[start of Source records]
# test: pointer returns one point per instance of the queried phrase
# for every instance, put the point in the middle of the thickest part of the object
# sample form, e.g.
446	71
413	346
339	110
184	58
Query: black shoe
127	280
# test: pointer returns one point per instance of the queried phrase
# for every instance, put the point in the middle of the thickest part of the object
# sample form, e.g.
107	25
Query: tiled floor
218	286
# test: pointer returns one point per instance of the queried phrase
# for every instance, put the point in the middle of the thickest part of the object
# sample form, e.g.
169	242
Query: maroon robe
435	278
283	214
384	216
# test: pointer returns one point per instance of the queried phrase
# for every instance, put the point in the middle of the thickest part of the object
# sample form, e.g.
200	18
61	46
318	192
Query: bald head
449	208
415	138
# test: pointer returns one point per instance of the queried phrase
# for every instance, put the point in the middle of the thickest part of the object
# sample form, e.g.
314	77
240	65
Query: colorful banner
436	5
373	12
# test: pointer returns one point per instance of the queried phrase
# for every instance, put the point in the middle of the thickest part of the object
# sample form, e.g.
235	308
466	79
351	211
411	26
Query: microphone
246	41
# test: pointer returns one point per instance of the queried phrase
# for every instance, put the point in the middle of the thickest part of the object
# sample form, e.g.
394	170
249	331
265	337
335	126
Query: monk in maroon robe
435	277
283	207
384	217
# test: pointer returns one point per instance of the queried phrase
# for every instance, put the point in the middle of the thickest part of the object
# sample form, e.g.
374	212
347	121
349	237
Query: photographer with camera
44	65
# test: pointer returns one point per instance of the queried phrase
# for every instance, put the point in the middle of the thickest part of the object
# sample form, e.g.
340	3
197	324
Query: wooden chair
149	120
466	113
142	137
[end of Source records]
### Problem to solve
Pull out each line of the records that contains the word "Query", matching case exactly.

### Task response
Query: black shoe
Query: tiled floor
Query: maroon robe
Query: bald head
Query: colorful banner
Query: microphone
Query: monk in maroon robe
Query: photographer with camera
Query: wooden chair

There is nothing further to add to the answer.